■ INPUT RECORDS
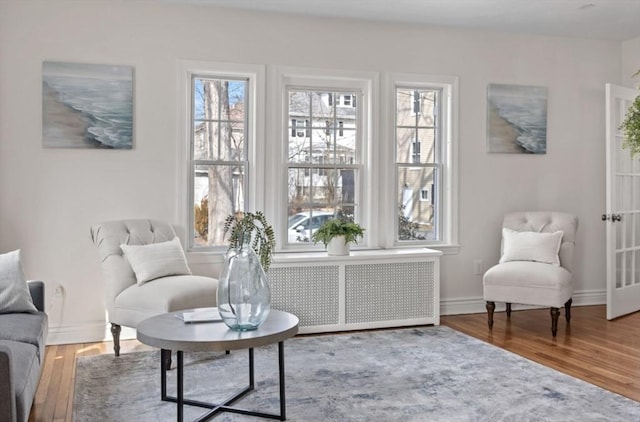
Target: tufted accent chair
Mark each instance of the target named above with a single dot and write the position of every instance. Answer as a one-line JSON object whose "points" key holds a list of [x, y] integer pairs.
{"points": [[531, 282], [127, 302]]}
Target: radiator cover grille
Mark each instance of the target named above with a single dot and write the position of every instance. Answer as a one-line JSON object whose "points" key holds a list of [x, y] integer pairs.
{"points": [[310, 293], [387, 292]]}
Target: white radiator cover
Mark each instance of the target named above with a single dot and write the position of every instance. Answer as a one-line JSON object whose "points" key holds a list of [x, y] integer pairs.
{"points": [[368, 289]]}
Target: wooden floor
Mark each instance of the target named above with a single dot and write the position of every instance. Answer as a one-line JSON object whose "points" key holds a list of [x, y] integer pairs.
{"points": [[605, 353]]}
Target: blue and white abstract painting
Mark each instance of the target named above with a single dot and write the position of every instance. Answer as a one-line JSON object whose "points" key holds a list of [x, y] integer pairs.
{"points": [[517, 119], [87, 106]]}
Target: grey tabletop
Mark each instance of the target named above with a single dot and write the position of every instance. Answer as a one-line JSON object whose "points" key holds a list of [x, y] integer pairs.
{"points": [[169, 332]]}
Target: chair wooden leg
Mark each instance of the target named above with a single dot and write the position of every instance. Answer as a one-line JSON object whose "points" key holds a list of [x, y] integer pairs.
{"points": [[567, 310], [115, 332], [555, 313], [491, 306]]}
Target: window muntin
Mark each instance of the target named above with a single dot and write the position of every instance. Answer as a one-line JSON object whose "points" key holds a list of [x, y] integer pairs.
{"points": [[418, 163], [219, 159], [323, 167]]}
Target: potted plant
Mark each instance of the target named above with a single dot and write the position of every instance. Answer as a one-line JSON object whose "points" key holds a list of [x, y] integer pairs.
{"points": [[243, 295], [631, 126], [336, 234]]}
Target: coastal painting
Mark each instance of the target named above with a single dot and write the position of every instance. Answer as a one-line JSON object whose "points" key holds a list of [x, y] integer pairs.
{"points": [[87, 106], [517, 119]]}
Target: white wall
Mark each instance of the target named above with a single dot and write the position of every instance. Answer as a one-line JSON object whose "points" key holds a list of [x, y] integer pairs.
{"points": [[631, 63], [49, 198]]}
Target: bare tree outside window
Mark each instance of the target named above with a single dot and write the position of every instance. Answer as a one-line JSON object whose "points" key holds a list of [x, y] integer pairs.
{"points": [[219, 155]]}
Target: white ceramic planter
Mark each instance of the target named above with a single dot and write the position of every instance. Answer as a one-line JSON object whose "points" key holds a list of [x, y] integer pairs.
{"points": [[338, 247]]}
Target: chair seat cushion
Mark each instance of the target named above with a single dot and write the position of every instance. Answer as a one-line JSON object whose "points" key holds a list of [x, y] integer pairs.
{"points": [[530, 283], [25, 374], [26, 328], [166, 294]]}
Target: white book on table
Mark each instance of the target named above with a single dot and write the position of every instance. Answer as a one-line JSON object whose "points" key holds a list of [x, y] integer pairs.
{"points": [[200, 315]]}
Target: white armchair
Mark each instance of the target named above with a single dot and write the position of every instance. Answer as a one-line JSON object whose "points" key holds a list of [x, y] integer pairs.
{"points": [[162, 281], [536, 264]]}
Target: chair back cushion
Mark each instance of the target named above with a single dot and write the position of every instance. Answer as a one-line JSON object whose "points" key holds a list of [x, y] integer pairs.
{"points": [[116, 271], [547, 222]]}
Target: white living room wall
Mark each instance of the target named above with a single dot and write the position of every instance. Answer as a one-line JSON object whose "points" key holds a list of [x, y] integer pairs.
{"points": [[50, 197], [630, 63]]}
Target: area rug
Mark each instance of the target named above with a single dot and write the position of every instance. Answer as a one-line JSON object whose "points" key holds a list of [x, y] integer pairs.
{"points": [[412, 374]]}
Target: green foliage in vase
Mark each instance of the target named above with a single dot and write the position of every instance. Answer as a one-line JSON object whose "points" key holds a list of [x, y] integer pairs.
{"points": [[201, 218], [251, 229], [631, 126], [338, 227]]}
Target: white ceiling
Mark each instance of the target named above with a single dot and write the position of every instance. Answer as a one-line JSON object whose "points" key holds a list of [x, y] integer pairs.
{"points": [[597, 19]]}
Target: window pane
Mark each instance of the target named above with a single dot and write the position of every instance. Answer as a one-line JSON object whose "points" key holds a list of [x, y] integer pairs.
{"points": [[416, 145], [416, 107], [302, 224], [315, 194], [416, 207], [218, 192], [319, 129], [219, 119]]}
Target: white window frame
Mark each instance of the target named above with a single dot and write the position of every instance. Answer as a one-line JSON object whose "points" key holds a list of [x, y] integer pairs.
{"points": [[366, 83], [448, 201], [256, 76]]}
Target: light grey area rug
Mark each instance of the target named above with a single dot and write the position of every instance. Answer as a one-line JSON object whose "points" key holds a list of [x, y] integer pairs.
{"points": [[413, 374]]}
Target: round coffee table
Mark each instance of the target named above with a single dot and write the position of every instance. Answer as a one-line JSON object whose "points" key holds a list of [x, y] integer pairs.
{"points": [[168, 332]]}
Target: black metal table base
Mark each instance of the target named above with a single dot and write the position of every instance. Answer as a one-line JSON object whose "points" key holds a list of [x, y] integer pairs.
{"points": [[225, 406]]}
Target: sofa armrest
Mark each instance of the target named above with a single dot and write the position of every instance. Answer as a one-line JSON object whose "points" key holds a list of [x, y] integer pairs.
{"points": [[7, 395], [36, 288]]}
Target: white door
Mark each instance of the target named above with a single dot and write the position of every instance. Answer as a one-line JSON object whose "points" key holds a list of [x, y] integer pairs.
{"points": [[622, 210]]}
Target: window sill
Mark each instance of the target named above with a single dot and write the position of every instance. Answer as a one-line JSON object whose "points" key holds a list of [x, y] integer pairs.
{"points": [[365, 254]]}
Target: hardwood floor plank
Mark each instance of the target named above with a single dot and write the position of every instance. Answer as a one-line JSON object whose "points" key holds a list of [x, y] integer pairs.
{"points": [[603, 353]]}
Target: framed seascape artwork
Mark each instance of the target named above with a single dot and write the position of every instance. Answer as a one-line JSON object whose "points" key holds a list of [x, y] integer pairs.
{"points": [[87, 106], [517, 119]]}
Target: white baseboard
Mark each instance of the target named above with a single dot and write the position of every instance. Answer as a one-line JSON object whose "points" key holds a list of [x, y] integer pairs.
{"points": [[98, 331], [476, 305], [89, 332]]}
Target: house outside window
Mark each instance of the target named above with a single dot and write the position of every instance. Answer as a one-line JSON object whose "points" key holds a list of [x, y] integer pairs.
{"points": [[323, 168], [425, 162], [219, 162]]}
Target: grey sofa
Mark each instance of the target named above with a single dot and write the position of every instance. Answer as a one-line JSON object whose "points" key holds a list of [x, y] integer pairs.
{"points": [[22, 347]]}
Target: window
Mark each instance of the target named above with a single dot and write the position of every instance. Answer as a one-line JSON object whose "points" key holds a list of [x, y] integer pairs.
{"points": [[325, 172], [322, 167], [219, 127], [219, 154], [424, 159], [321, 157]]}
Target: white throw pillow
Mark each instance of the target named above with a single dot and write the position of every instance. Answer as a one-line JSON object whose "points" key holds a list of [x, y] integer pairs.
{"points": [[14, 291], [156, 260], [531, 246]]}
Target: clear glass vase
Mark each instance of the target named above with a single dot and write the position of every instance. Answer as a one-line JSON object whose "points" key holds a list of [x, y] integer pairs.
{"points": [[244, 296]]}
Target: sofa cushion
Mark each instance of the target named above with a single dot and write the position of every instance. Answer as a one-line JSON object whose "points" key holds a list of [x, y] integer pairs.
{"points": [[24, 374], [165, 294], [156, 260], [526, 282], [14, 292], [26, 328], [531, 246]]}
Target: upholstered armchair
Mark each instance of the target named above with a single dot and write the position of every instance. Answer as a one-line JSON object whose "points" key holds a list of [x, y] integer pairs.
{"points": [[536, 264], [146, 273]]}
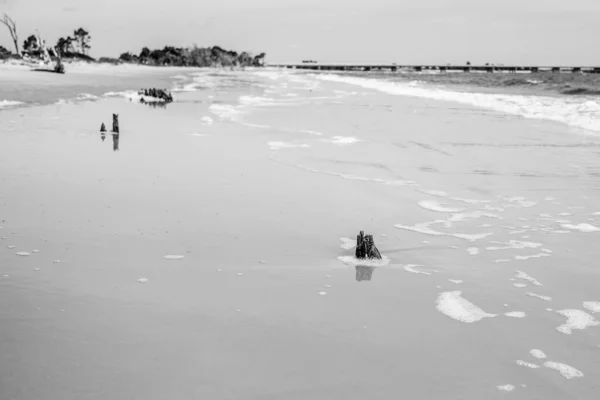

■ AIM
Reproduce the stretch of the material from the line containing "Target: sofa cushion" through the end of the material, unchanged and without the pictures.

■ OUTPUT FOR THIS TASK
Target: sofa cushion
Mark each instance of the target named above with a single dot and write the position of every instance. Answer as a one-line JSON object whose "points" key holds a list of [x, y] integer pairs.
{"points": [[24, 374], [165, 294], [156, 260], [526, 282], [14, 292], [26, 328], [531, 246]]}
Target: upholstered armchair
Mark each instance of the target named above with a single dot and write the position of every instance. Answer as a one-line JSON object whose "points" key holds a list of [x, y] integer pairs.
{"points": [[536, 264], [146, 273]]}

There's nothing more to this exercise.